### GIVEN EXERCISE
Quote all of the data below verbatim, and leave the pictures out of your answer.

### DATA FOR THIS EXERCISE
◇ ◇ ◇ ◇

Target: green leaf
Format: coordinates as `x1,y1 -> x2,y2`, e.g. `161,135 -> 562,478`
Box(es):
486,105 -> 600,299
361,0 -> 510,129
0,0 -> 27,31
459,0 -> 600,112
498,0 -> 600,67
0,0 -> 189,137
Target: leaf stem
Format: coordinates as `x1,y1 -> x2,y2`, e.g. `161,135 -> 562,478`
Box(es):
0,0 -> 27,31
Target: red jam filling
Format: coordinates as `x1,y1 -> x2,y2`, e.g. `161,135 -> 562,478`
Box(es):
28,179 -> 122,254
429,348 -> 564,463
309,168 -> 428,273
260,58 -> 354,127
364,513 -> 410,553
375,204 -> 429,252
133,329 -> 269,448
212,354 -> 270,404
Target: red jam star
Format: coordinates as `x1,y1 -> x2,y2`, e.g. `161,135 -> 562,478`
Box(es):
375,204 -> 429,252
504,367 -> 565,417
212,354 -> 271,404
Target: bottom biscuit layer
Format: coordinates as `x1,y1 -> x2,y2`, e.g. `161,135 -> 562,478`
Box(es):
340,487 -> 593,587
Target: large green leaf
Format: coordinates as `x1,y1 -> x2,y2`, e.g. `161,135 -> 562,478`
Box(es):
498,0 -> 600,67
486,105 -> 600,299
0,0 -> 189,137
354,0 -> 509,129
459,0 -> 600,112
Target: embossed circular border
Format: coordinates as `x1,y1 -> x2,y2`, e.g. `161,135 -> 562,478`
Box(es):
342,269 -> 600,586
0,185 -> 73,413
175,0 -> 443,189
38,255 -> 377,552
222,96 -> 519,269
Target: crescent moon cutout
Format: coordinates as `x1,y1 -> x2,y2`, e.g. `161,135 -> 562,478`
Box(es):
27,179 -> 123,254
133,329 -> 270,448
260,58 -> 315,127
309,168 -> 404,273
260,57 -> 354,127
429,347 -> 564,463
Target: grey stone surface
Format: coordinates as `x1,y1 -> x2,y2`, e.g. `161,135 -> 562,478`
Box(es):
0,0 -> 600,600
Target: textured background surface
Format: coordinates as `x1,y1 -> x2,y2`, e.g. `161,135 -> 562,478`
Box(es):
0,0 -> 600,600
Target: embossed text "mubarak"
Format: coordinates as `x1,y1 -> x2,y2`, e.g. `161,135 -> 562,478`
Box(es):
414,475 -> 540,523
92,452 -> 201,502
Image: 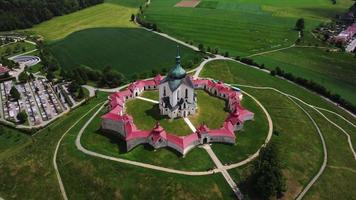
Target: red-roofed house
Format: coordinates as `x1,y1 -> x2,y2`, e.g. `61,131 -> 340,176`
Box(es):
101,75 -> 254,155
0,65 -> 10,77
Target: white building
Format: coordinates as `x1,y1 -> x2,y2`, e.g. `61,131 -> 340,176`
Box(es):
158,49 -> 197,118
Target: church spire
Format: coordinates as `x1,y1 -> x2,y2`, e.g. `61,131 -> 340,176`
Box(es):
176,45 -> 180,64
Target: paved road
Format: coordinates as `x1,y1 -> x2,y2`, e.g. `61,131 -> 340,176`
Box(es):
53,103 -> 101,200
75,105 -> 218,176
203,144 -> 243,199
288,97 -> 328,200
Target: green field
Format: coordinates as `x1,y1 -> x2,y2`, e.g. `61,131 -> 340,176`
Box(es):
125,96 -> 192,136
212,95 -> 268,164
0,124 -> 30,160
145,0 -> 352,56
50,28 -> 200,76
202,61 -> 356,199
189,90 -> 228,129
252,48 -> 356,102
0,42 -> 36,58
82,107 -> 214,171
29,0 -> 144,42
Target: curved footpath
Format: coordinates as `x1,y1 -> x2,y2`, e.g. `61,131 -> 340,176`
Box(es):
53,29 -> 356,200
288,97 -> 328,200
52,103 -> 105,200
235,84 -> 356,160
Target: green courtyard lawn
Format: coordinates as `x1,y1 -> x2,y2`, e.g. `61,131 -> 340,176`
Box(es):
140,90 -> 159,101
252,48 -> 356,102
144,0 -> 352,56
188,90 -> 228,129
125,99 -> 192,136
212,95 -> 268,164
50,28 -> 201,78
82,107 -> 214,171
202,61 -> 356,199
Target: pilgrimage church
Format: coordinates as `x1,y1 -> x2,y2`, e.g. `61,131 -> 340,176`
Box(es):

◇ ◇ ◇ ◇

### RESULT
Target: green leaf
Format: coordinates as `x1,y1 -> x2,y2`, e.g. `161,135 -> 562,478`
Box(es):
486,105 -> 600,299
361,0 -> 510,129
0,0 -> 27,31
459,0 -> 600,112
498,0 -> 600,67
0,0 -> 189,137
Target: leaf stem
Format: coordinates as `x1,y1 -> x2,y2`, e.g. `161,135 -> 562,478`
Box(es):
0,0 -> 27,31
Target: red jam filling
Format: coordinates as `x1,y1 -> x2,y2`, e.g. `161,135 -> 562,478`
Box(es):
28,179 -> 122,254
429,348 -> 564,463
309,168 -> 428,273
260,58 -> 354,127
364,513 -> 410,553
375,204 -> 429,252
133,329 -> 269,448
212,354 -> 270,404
Target: red jam star
Format: coordinates as `x1,y1 -> x2,y2`, e.g. `161,135 -> 562,478`
Box(es):
375,204 -> 429,252
504,367 -> 565,417
212,354 -> 271,404
Target: bottom biscuit layer
Format: coordinates as `x1,y1 -> x2,y2`, e.g. `161,135 -> 562,478`
Box(es):
340,487 -> 593,587
Target: large green leaf
Format: coordinates as `x1,y1 -> x2,y2`, e.g. `161,135 -> 562,478`
Box(es):
498,0 -> 600,67
486,105 -> 600,299
0,0 -> 189,137
354,0 -> 509,129
459,0 -> 600,112
Target: embossed circular border
Format: coordinates as `x1,y1 -> x2,y2`, e.g. `161,135 -> 562,478`
Box(es):
342,269 -> 600,586
0,185 -> 73,413
175,0 -> 443,189
38,255 -> 377,552
222,96 -> 519,269
Target: crescent moon cutout
Format: coordinates as `x1,y1 -> x2,y2`, e.g. `161,135 -> 562,478`
Box(es):
27,179 -> 123,254
133,329 -> 270,448
260,58 -> 315,127
309,168 -> 404,273
260,57 -> 354,127
429,347 -> 564,463
Target: grey stone surface
Format: coordinates as `x1,y1 -> x2,y2`, e.g. `161,135 -> 562,478`
Box(es):
0,0 -> 600,600
Target: textured background surface
Format: coordinates as `x1,y1 -> x2,y2`, e.g. `161,135 -> 562,478`
Box(es):
0,0 -> 600,600
Target: embossed text "mubarak"
Format: coordinates as `x1,y1 -> x2,y2`, e.g. `161,135 -> 562,478`
Box(es):
414,475 -> 540,523
92,452 -> 201,502
Image: 
Target: red-roofed house
Format: coordinates as `x1,y1 -> x2,y2`, e.g. `61,131 -> 340,176`
Box(es):
101,75 -> 254,155
0,65 -> 10,77
Target: white building
Format: coordinates as `x1,y1 -> x2,y2`, e.g. `61,131 -> 340,176`
Box(es):
158,49 -> 197,118
Target: church spire
Format: coordinates as `x1,y1 -> x2,y2`, e.g. `61,131 -> 340,176`
Box(es):
176,45 -> 180,64
Target: paved road
Format: coordinates as `x1,y1 -> x2,y2`, e.g. `61,131 -> 340,176`
Box(es):
53,103 -> 101,200
75,105 -> 218,176
203,144 -> 243,199
288,97 -> 328,200
Target: green field
Format: coordinates as `x1,y1 -> x2,y2`, e.g. `61,131 -> 340,176`
Box(es):
125,96 -> 192,136
212,95 -> 268,164
0,124 -> 30,160
145,0 -> 352,56
50,28 -> 200,76
202,61 -> 356,199
189,90 -> 228,129
252,48 -> 356,102
0,42 -> 36,58
82,107 -> 214,171
29,0 -> 144,42
Target: curved footpath
Format: coordinates as `x1,y1 -> x2,y2`, e.g. `61,131 -> 340,176`
Box(es):
53,29 -> 356,200
288,97 -> 328,200
52,103 -> 105,200
235,84 -> 356,160
Target: green courtyard lawn
Format: coordinates as `x1,y1 -> x2,y2`, e.g. `61,131 -> 340,176`
Box(es):
140,90 -> 159,101
252,48 -> 356,102
144,0 -> 352,56
188,90 -> 228,129
125,99 -> 192,136
212,95 -> 268,164
50,28 -> 201,78
82,107 -> 214,171
202,61 -> 356,199
Target: pilgrimage church
Format: coordinates as `x1,y1 -> x2,y2`, e.g. `61,131 -> 340,176`
Box(es):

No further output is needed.